→ **Sayfa**:
((
Advertisement
HABERLER ABONE OL

Kalkınma Bakanı Cevdet Yılmaz, "Sadece enerji verimliğinin, bütün süreçleri Türkiye'de yapılmak kaydıyla 2030 yılına kadar 2 milyonun üzerinde bir istihdam oluşturacağını hesapladık" dedi.

Sürdürülebilirlik Akademisi'nin ev sahipliğinde bu yıl beşinci kez düzenlenen Yeşil İş: Sürdürülebilir İş Buluşması, Kalkınma Bakanı Cevdet Yılmaz'ın katılımıyla gerçekleştirildi.

Bakan Yılmaz, açılışta yaptığı konuşmada, kalkınmanın sadece ekonomiden, büyümeden, rakamlardan ibaret olmadığını belirterek, kalkınma kavramının gerektirdiği çok boyutlu bakış açısını ortaya koyan bir bakanlığa sahip olduklarını söyledi.
))
→ **Fotoğraflar için çokgen işaretlemeleri**:
((
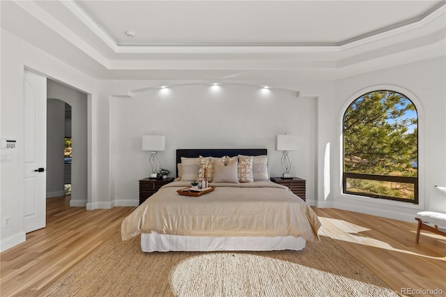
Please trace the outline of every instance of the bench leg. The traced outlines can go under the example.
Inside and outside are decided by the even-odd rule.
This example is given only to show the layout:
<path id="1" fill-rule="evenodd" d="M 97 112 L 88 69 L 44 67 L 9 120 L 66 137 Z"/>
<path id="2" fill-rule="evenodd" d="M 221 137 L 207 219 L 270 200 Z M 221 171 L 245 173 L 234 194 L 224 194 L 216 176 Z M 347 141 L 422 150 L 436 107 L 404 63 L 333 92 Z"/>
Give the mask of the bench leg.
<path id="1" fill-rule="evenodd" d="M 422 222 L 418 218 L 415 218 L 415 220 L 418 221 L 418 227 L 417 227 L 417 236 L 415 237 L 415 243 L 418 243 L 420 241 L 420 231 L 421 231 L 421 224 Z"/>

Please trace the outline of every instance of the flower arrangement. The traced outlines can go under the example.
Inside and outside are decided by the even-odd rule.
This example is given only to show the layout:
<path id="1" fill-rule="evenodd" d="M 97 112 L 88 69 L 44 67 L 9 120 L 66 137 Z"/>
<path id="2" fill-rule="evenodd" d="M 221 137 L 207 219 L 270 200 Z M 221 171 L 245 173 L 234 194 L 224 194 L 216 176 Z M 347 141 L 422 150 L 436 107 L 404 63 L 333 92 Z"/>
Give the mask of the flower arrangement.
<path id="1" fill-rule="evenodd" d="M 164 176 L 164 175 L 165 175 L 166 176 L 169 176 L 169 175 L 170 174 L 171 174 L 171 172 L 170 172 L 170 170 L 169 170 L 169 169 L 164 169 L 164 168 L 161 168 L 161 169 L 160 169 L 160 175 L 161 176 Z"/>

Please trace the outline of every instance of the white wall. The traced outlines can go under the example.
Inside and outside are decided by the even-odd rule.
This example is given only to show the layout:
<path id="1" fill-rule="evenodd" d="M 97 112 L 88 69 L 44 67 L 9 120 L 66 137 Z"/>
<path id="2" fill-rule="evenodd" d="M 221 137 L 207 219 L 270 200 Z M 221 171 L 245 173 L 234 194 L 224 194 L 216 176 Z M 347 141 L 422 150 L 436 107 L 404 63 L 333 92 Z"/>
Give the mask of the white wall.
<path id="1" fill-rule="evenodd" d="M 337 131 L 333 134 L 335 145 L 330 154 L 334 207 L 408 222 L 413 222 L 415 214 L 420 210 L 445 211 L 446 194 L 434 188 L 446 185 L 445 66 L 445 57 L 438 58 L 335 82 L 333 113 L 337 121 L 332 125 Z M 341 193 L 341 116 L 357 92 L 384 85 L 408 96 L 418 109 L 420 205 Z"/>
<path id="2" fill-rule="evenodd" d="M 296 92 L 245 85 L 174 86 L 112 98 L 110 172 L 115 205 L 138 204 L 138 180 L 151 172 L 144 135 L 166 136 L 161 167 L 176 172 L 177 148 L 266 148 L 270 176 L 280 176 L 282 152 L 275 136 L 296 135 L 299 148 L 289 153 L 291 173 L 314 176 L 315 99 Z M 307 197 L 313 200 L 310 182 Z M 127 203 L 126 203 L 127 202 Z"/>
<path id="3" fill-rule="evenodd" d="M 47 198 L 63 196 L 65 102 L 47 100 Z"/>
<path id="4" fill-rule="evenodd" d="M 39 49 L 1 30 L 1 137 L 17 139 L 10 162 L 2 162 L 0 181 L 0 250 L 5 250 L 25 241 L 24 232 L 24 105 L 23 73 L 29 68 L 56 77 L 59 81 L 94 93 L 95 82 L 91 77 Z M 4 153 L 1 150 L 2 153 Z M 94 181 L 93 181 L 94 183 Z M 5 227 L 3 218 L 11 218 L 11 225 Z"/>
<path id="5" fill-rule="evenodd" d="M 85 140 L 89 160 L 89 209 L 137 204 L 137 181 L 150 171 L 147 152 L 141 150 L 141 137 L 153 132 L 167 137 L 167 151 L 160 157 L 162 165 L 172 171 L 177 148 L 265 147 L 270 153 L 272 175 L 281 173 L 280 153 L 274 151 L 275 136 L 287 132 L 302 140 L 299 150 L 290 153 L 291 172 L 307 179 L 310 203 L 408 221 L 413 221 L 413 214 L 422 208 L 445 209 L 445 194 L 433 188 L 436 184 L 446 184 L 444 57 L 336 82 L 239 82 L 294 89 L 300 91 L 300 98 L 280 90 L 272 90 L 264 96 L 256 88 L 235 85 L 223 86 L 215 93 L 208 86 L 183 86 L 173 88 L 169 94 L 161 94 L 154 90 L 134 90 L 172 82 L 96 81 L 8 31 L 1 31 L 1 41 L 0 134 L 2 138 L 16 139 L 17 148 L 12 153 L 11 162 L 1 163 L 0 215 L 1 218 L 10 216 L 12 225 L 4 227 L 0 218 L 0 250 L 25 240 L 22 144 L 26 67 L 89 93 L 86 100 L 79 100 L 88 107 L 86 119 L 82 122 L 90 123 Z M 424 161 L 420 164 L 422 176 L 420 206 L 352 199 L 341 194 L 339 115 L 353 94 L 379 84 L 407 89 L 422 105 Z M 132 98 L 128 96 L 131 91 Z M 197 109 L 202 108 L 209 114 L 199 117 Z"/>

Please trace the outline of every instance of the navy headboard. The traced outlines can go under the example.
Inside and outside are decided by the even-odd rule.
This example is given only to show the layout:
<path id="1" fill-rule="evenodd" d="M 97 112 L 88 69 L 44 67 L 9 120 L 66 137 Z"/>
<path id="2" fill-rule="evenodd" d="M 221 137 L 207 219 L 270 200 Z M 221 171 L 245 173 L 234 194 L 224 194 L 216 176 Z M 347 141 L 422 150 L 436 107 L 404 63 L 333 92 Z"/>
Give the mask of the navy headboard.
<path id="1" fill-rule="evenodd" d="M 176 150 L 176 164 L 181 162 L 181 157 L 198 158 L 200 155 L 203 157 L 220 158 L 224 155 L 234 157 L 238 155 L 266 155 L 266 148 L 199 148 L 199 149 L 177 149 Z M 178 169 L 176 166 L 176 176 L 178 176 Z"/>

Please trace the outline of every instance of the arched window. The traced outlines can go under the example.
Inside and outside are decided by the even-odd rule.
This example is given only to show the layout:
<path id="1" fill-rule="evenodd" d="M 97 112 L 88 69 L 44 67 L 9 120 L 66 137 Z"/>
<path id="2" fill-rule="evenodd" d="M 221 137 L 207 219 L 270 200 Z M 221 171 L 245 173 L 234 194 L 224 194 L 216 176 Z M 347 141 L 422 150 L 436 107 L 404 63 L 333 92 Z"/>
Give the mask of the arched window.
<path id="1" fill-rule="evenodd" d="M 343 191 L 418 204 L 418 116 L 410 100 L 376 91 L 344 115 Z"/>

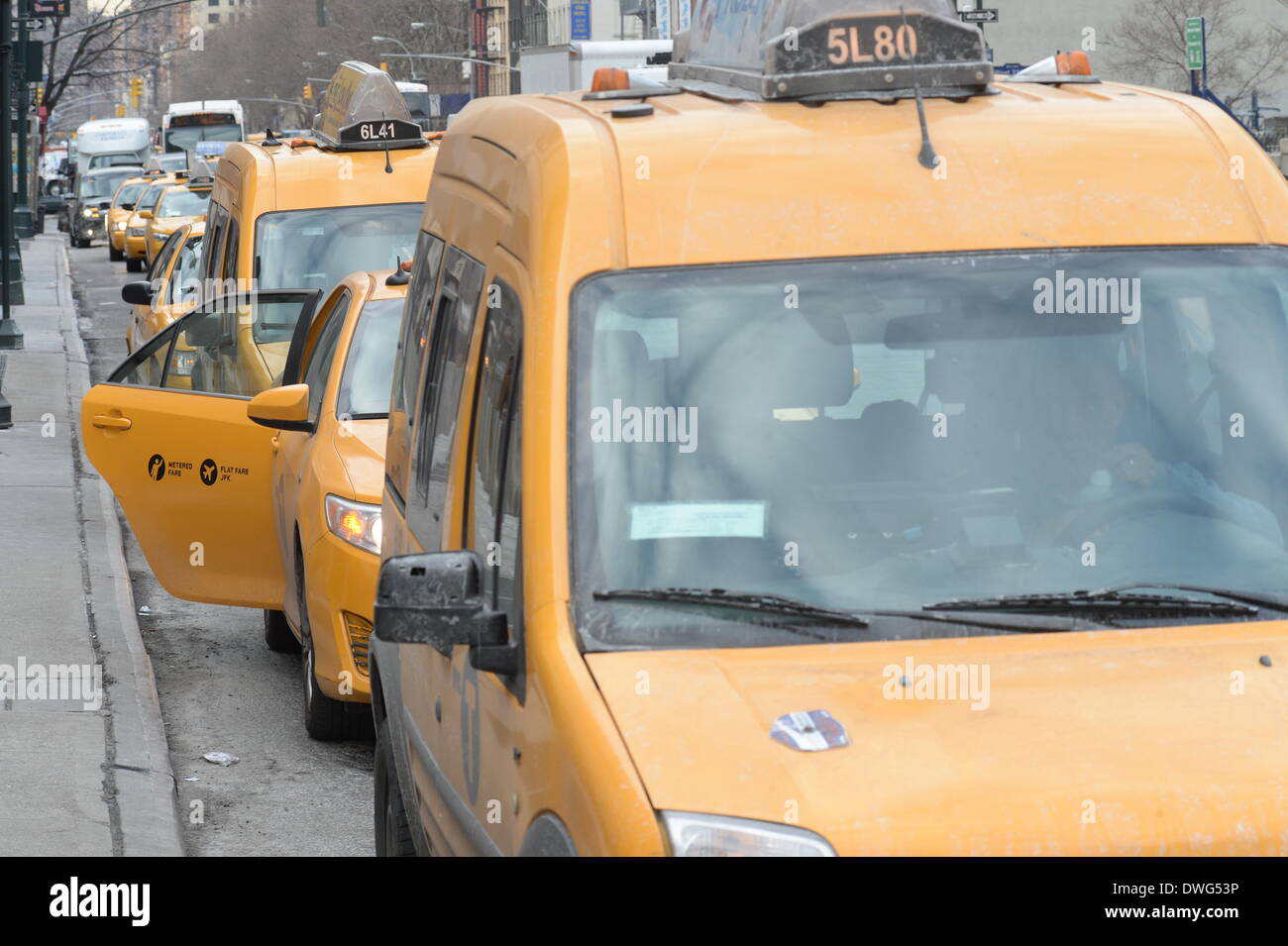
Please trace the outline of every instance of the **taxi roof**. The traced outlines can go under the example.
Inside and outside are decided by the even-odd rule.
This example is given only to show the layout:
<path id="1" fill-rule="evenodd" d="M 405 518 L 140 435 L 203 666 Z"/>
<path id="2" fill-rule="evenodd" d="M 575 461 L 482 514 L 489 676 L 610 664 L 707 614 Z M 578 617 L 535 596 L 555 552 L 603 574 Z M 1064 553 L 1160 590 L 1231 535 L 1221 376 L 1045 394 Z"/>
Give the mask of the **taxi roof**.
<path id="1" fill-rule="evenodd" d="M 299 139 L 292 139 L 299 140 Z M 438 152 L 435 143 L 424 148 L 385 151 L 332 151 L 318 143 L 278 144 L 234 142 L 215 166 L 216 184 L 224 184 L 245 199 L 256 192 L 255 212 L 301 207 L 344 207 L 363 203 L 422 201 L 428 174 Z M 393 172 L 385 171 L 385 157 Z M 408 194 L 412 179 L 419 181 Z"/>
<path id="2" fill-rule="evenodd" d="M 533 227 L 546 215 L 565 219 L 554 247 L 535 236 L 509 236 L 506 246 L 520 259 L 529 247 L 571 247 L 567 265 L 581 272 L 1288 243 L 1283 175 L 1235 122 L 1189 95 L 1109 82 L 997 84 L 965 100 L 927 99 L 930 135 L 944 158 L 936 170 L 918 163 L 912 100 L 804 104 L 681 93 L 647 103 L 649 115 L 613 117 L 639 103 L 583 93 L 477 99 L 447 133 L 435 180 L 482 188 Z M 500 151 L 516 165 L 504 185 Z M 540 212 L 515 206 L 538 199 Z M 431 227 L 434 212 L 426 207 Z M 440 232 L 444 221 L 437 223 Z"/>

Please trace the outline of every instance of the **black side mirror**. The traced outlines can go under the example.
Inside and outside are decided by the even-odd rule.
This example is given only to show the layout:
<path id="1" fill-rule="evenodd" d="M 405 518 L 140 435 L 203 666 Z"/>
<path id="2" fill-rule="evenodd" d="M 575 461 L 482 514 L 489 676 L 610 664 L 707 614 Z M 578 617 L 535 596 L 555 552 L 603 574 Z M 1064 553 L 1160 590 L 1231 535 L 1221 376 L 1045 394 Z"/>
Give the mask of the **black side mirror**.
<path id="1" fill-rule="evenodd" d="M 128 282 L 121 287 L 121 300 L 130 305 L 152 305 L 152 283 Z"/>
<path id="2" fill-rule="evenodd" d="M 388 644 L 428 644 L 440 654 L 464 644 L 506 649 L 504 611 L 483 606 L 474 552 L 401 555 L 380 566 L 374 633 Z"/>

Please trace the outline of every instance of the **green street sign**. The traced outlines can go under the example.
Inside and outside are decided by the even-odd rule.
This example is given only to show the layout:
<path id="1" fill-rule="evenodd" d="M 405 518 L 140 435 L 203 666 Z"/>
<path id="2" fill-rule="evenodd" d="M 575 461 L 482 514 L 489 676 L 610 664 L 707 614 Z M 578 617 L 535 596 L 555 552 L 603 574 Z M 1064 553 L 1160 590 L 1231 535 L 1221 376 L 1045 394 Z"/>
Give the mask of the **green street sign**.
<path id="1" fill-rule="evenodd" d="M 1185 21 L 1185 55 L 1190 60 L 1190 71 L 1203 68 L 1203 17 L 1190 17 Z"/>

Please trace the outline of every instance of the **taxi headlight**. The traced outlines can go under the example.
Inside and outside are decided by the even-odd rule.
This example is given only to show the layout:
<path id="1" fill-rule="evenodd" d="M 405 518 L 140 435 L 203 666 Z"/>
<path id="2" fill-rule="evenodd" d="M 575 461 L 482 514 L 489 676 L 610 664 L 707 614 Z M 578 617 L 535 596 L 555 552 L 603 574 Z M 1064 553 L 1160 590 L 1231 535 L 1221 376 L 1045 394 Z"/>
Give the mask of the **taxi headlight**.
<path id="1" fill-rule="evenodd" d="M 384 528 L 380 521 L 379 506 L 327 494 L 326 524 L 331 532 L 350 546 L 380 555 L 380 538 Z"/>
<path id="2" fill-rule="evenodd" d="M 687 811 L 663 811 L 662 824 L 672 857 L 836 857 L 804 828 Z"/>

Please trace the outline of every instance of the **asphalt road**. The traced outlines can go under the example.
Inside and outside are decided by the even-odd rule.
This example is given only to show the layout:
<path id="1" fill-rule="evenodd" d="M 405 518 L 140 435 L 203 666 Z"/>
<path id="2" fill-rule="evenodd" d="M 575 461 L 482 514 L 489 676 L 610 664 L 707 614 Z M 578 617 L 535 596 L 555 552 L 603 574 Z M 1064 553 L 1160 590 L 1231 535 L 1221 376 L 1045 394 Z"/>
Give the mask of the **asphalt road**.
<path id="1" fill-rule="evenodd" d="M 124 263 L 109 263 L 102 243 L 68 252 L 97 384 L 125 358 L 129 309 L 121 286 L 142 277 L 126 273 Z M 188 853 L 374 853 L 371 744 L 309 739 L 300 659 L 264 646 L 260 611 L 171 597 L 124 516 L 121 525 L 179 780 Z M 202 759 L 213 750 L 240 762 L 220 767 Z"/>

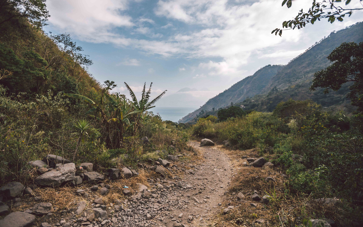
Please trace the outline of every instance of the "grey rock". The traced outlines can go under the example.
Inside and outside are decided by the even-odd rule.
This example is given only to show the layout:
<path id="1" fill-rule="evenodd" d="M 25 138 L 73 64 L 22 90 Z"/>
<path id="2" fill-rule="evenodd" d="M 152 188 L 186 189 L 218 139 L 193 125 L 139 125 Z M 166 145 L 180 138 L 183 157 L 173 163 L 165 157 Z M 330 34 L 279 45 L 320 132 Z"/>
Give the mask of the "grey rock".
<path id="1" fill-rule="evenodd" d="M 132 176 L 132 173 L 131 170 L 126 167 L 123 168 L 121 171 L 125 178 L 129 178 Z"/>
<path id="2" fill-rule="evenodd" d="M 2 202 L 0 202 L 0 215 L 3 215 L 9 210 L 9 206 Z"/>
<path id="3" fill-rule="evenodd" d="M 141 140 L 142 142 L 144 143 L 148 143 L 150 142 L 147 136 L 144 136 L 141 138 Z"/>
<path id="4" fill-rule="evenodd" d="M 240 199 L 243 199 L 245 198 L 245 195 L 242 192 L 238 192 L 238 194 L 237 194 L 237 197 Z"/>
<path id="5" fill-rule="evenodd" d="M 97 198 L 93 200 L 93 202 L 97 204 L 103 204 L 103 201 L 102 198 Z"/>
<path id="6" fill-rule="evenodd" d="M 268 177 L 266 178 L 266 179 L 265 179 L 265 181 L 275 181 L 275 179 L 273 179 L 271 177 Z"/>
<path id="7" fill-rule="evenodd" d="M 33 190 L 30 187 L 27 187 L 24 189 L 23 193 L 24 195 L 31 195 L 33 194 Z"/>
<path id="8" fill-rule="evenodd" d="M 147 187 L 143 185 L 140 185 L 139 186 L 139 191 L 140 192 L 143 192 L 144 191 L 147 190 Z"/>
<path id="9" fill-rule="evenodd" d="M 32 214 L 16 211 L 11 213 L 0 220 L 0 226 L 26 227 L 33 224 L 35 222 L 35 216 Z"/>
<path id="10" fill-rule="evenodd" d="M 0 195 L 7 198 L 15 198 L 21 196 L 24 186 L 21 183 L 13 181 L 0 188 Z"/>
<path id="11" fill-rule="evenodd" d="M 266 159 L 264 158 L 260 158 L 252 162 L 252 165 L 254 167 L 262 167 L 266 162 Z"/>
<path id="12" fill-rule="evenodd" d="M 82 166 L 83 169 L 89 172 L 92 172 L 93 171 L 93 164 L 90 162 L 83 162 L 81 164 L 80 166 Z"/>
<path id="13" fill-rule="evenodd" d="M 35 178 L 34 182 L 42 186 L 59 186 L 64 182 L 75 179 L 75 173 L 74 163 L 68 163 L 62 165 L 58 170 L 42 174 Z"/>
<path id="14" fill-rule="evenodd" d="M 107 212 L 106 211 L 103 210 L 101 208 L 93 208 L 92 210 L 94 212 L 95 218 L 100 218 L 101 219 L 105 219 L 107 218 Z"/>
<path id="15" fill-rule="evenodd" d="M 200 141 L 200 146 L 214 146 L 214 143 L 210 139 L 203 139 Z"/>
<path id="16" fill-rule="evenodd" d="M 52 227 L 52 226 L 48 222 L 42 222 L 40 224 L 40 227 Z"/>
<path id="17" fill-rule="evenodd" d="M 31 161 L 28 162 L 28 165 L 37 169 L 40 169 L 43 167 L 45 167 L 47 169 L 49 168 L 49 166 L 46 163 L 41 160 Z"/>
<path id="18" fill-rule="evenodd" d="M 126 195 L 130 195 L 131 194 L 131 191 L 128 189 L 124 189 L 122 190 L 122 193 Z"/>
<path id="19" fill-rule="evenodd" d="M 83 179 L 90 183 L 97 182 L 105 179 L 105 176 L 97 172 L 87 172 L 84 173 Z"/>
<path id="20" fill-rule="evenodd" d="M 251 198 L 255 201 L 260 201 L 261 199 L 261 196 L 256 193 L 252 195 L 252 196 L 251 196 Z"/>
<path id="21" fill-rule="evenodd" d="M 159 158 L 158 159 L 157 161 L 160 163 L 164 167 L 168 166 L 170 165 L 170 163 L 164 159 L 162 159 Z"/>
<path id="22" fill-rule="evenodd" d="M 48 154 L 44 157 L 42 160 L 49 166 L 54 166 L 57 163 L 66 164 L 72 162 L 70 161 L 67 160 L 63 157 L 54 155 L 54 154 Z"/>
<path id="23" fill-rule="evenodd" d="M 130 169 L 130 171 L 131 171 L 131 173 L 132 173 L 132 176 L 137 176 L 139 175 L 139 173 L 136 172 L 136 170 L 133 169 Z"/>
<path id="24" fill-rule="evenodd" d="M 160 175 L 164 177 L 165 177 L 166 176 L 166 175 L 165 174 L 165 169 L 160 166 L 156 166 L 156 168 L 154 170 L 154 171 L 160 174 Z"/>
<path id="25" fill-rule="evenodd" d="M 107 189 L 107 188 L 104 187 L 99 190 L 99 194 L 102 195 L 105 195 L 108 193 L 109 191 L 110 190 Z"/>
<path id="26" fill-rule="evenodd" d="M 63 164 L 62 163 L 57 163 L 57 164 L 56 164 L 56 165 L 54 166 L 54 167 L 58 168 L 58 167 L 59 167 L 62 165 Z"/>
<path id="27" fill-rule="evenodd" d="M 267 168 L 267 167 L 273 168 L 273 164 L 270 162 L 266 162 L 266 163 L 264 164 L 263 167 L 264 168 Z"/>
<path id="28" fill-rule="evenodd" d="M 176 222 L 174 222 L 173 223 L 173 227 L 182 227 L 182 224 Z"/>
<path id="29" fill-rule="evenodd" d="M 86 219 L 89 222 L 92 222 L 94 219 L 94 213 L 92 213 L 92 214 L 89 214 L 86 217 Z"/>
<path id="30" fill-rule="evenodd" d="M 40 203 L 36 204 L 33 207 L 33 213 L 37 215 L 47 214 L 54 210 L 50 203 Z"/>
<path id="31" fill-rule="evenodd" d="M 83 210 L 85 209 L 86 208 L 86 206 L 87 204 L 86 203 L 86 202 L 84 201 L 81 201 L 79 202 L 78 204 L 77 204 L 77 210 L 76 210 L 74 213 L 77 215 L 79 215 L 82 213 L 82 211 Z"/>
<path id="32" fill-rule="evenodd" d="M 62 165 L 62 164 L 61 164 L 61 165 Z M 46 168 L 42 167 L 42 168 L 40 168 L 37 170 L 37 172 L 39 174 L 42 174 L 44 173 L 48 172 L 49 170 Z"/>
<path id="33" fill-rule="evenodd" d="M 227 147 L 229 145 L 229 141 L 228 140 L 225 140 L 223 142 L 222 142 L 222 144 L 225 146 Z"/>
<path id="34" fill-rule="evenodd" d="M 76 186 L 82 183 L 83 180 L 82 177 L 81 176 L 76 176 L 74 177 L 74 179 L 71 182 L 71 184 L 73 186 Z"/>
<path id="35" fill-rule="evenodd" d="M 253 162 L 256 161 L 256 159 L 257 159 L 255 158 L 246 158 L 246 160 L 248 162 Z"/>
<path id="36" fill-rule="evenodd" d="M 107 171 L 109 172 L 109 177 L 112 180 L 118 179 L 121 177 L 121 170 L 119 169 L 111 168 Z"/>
))
→ **Çalışmanın kapsamı**:
Habere göre Yeşil İş: Sürdürülebilir İş Buluşması'na hangi kuruluş ev sahipliği yaptı? Liste bu çalışmada hiçbir rol oynamıyor.

→ **Görevin cevabı**:
Buluşmaya Sürdürülebilirlik Akademisi ev sahipliği yaptı.